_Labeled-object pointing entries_
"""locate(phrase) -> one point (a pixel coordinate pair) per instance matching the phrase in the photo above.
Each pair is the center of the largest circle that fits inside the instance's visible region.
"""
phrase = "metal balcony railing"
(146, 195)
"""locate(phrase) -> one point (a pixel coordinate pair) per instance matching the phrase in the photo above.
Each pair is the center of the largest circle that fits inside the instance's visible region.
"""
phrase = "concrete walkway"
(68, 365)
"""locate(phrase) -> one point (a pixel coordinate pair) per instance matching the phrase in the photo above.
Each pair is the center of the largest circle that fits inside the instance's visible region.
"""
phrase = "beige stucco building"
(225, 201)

_Exercise aim_
Reproduce all of the material above, word for word and unchanged.

_Correct output_
"""locate(phrase) -> one point (a pixel coordinate pair) per instance matching the phrase in the photo above.
Each pair is the center of the largest circle that fits inside the instance's visible region.
"""
phrase = "metal balcony railing"
(146, 195)
"""locate(phrase) -> one point (a pixel coordinate pair) per instance matching the phrase in the photo above.
Each pair is the center of the largest circle that fits inside the instance's visible region.
"""
phrase = "concrete walkway"
(68, 365)
"""locate(phrase) -> one point (a pixel coordinate pair) per instance matching the phrase in the photo above.
Each pair is the center of the largest circle that fits inside the instance's visible region.
"""
phrase = "beige stucco building"
(225, 201)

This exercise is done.